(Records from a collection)
Start of Block
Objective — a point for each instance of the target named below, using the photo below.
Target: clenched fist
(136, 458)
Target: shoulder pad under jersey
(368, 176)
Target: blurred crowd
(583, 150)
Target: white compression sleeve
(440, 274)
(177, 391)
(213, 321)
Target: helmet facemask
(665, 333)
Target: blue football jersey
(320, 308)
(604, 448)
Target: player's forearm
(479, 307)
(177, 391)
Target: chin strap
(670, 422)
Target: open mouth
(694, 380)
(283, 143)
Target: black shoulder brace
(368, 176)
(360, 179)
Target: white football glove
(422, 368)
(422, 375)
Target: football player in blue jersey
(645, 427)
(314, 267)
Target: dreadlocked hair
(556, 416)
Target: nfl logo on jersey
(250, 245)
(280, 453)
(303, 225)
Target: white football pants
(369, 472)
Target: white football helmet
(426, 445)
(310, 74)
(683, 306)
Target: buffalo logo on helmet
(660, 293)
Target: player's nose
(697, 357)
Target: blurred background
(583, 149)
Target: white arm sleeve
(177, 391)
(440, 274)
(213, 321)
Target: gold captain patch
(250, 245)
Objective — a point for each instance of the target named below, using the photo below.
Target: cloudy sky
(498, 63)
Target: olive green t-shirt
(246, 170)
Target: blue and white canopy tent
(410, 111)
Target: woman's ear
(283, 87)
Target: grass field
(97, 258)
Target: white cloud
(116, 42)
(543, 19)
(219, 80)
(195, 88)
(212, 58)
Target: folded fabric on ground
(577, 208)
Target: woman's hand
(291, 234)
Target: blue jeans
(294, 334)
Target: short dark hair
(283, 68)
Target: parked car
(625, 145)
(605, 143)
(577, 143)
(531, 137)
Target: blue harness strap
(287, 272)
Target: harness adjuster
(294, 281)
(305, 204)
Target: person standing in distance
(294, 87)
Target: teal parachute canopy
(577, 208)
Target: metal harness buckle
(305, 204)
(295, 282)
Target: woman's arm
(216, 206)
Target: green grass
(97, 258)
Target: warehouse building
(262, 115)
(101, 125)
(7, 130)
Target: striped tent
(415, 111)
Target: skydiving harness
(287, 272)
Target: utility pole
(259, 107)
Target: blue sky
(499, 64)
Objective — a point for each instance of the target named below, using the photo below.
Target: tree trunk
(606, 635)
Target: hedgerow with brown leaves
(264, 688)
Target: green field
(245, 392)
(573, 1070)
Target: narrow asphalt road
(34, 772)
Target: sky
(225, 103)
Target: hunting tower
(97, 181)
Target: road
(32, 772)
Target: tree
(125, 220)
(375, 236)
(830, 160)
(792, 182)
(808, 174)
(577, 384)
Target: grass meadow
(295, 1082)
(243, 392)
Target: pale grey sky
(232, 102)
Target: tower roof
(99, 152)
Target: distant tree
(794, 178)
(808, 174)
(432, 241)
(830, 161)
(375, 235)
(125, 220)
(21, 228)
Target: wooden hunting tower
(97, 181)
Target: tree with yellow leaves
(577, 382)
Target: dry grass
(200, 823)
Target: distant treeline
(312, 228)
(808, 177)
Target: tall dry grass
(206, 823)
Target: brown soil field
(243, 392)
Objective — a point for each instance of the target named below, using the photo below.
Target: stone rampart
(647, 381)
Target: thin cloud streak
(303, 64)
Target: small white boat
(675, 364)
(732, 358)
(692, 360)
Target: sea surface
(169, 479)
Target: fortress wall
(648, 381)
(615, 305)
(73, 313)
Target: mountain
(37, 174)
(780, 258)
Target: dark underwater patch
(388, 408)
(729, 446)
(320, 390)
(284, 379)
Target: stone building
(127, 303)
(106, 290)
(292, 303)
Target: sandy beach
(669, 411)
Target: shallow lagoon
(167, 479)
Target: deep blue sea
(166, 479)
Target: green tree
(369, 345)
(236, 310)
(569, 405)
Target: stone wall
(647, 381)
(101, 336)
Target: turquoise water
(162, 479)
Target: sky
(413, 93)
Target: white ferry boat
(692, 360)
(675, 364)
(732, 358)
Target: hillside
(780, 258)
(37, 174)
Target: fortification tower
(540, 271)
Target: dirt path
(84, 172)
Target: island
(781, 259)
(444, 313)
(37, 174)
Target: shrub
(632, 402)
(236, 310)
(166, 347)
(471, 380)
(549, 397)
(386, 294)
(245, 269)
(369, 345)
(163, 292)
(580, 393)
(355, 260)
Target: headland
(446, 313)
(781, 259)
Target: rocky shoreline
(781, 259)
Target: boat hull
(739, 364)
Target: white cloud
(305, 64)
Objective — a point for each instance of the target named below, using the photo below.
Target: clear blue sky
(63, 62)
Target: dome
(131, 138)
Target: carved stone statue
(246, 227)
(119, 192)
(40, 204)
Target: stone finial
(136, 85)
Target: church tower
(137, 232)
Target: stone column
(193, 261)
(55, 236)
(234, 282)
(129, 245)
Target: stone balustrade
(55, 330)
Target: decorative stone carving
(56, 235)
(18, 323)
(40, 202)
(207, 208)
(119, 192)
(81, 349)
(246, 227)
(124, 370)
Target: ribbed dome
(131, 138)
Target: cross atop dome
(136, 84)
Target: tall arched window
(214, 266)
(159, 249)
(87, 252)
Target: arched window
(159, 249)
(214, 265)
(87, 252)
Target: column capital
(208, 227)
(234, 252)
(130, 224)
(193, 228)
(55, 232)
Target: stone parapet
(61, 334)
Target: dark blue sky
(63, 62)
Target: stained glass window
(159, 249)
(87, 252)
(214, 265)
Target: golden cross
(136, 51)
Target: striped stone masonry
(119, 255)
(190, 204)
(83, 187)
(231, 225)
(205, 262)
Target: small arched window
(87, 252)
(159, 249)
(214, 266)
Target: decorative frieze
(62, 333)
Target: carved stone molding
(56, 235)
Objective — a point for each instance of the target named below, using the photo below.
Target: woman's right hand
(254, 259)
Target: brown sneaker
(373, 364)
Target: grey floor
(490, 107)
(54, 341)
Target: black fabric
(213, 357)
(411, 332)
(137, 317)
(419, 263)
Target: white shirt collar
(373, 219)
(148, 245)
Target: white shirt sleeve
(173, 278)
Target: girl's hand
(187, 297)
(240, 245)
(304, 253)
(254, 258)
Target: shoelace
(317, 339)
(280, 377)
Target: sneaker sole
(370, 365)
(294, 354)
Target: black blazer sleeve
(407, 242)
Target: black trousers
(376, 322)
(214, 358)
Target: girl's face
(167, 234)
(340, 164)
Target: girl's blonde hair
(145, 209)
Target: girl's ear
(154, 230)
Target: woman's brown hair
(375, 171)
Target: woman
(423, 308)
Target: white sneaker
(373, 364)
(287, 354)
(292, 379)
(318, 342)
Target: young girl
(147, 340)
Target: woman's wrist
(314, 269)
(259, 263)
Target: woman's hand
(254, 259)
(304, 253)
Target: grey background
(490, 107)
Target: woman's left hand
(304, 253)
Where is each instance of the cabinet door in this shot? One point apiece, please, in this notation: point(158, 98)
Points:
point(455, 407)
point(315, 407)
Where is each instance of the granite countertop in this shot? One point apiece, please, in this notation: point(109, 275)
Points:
End of Block
■ Work to be completed
Each record above must be output without any alteration.

■ Task response
Objective — a point for each instance of the target named below, using the photo below.
Target: clenched fist
(136, 458)
Target: shoulder pad under jersey
(368, 176)
Target: blurred crowd
(583, 150)
Target: white compression sleeve
(440, 274)
(177, 391)
(213, 321)
Target: helmet facemask
(665, 333)
Target: blue football jersey
(320, 308)
(604, 448)
Target: player's forearm
(479, 307)
(177, 391)
Target: chin strap
(670, 422)
Target: open mouth
(694, 380)
(283, 143)
Target: black shoulder brace
(368, 176)
(360, 179)
Target: white football glove
(422, 368)
(422, 375)
Target: football player in blue jersey
(645, 427)
(314, 267)
Target: dreadlocked hair
(556, 416)
Target: nfl logo on jersey
(250, 245)
(280, 453)
(303, 225)
Target: white football pants
(369, 472)
Target: white football helmet
(426, 445)
(310, 74)
(683, 306)
Target: buffalo logo on helmet
(660, 293)
Target: player's nose
(697, 357)
Target: blurred background
(583, 149)
Target: white arm sleeve
(177, 391)
(440, 274)
(213, 321)
Target: gold captain patch
(250, 245)
Objective — a point for each instance of the target named below, using the photo below.
Target: cloudy sky
(498, 63)
Target: olive green t-shirt
(246, 170)
Target: blue and white canopy tent
(410, 111)
Target: woman's ear
(283, 87)
Target: grass field
(97, 258)
Target: white cloud
(116, 42)
(543, 19)
(219, 80)
(195, 88)
(212, 58)
Target: folded fabric on ground
(577, 208)
Target: woman's hand
(291, 234)
Target: blue jeans
(294, 334)
Target: short dark hair
(283, 68)
Target: parked car
(625, 145)
(605, 143)
(577, 143)
(531, 137)
Target: blue harness strap
(287, 272)
Target: harness adjuster
(294, 281)
(305, 204)
Target: person standing in distance
(294, 87)
Target: teal parachute canopy
(577, 208)
Target: metal harness buckle
(305, 204)
(295, 282)
Target: woman's arm
(216, 206)
Target: green grass
(97, 258)
Target: warehouse building
(262, 115)
(101, 125)
(7, 130)
Target: striped tent
(415, 111)
Target: skydiving harness
(287, 272)
Target: utility pole
(259, 107)
Target: blue sky
(499, 64)
Objective — a point for each instance of the target named below, using the photo below.
Target: tree trunk
(606, 635)
Target: hedgerow with brown leaves
(264, 688)
Target: green field
(245, 392)
(573, 1070)
Target: narrow asphalt road
(34, 772)
Target: sky
(225, 103)
Target: hunting tower
(97, 181)
Target: road
(32, 772)
Target: tree
(125, 220)
(375, 236)
(830, 160)
(792, 182)
(808, 174)
(577, 384)
Target: grass meadow
(295, 1082)
(243, 392)
Target: pale grey sky
(232, 102)
Target: tower roof
(99, 152)
Target: distant tree
(794, 178)
(808, 174)
(432, 241)
(830, 161)
(375, 235)
(125, 220)
(21, 228)
Target: wooden hunting tower
(97, 181)
Target: tree with yellow leaves
(577, 382)
Target: dry grass
(200, 823)
Target: distant treeline
(312, 228)
(808, 177)
Target: tall dry grass
(206, 823)
Target: brown soil field
(243, 392)
Objective — a point for each instance of the target named below, using the photo below.
Target: stone rampart
(647, 381)
Target: thin cloud streak
(303, 64)
Target: small white boat
(675, 364)
(732, 358)
(692, 360)
Target: sea surface
(169, 479)
Target: fortress wall
(648, 381)
(615, 305)
(73, 313)
Target: mountain
(37, 174)
(780, 258)
Target: dark underwater patch
(388, 408)
(729, 446)
(320, 390)
(284, 379)
Target: stone building
(127, 303)
(106, 290)
(292, 303)
Target: sandy beach
(669, 411)
Target: shallow lagoon
(167, 479)
Target: deep blue sea
(166, 479)
Target: green tree
(369, 345)
(236, 310)
(569, 405)
Target: stone wall
(647, 381)
(101, 336)
Target: turquoise water
(162, 479)
Target: sky
(413, 93)
Target: white ferry boat
(692, 360)
(675, 364)
(732, 358)
Target: hillside
(780, 258)
(37, 174)
Target: fortification tower
(540, 271)
Target: dirt path
(84, 172)
Target: island
(781, 259)
(444, 313)
(37, 174)
Target: shrub
(632, 402)
(236, 310)
(166, 347)
(471, 380)
(549, 397)
(386, 294)
(245, 269)
(369, 345)
(163, 292)
(580, 393)
(355, 260)
Target: headland
(446, 313)
(781, 259)
Target: rocky shoreline
(781, 259)
Target: boat hull
(739, 364)
Target: white cloud
(305, 64)
Objective — a point for each instance of the target named below, using the photo below.
Target: clear blue sky
(63, 62)
Target: dome
(131, 138)
Target: carved stone statue
(246, 227)
(119, 192)
(40, 204)
Target: stone finial
(136, 85)
Target: church tower
(137, 232)
Target: stone column
(193, 261)
(55, 236)
(234, 282)
(129, 245)
Target: stone balustrade
(55, 330)
Target: decorative stone carving
(56, 235)
(18, 323)
(40, 202)
(207, 208)
(119, 192)
(81, 349)
(246, 227)
(124, 370)
Target: ribbed dome
(131, 138)
Target: cross atop dome
(136, 84)
Target: tall arched window
(214, 266)
(159, 249)
(87, 252)
Target: arched window
(159, 249)
(214, 265)
(87, 252)
Target: column capital
(208, 227)
(234, 252)
(130, 224)
(193, 228)
(55, 232)
Target: stone parapet
(61, 334)
Target: dark blue sky
(63, 62)
Target: stained glass window
(159, 249)
(87, 252)
(214, 265)
Target: golden cross
(136, 51)
Target: striped stone masonry
(119, 255)
(190, 204)
(83, 187)
(231, 225)
(205, 262)
Target: small arched window
(87, 252)
(159, 249)
(214, 266)
Target: decorative frieze
(62, 333)
Target: carved stone molding
(56, 235)
Objective — a point for each instance of the target named below, using the photo below.
Target: woman's right hand
(254, 259)
Target: brown sneaker
(373, 364)
Target: grey floor
(490, 107)
(54, 341)
Target: black fabric
(213, 357)
(411, 332)
(137, 317)
(419, 263)
Target: white shirt collar
(373, 219)
(148, 245)
Target: white shirt sleeve
(173, 278)
Target: girl's hand
(187, 297)
(240, 245)
(304, 253)
(254, 258)
Target: shoelace
(317, 339)
(280, 377)
Target: sneaker sole
(370, 365)
(294, 354)
Target: black blazer sleeve
(407, 242)
Target: black trousers
(376, 322)
(214, 358)
Target: girl's face
(167, 234)
(340, 164)
Target: girl's blonde hair
(145, 209)
Target: girl's ear
(154, 230)
Target: woman's brown hair
(375, 171)
Target: woman
(423, 308)
Target: white sneaker
(373, 364)
(287, 354)
(292, 379)
(318, 342)
Target: young girl
(147, 340)
Target: woman's wrist
(314, 269)
(259, 263)
Target: woman's hand
(254, 259)
(304, 253)
Target: grey background
(490, 107)
Target: woman's left hand
(304, 253)
Where is each instance of the cabinet door in this shot? One point apiece, please, in this notation: point(158, 98)
Points:
point(455, 407)
point(315, 407)
Where is each instance of the granite countertop in this shot? One point apiece, please, in this notation: point(109, 275)
Points:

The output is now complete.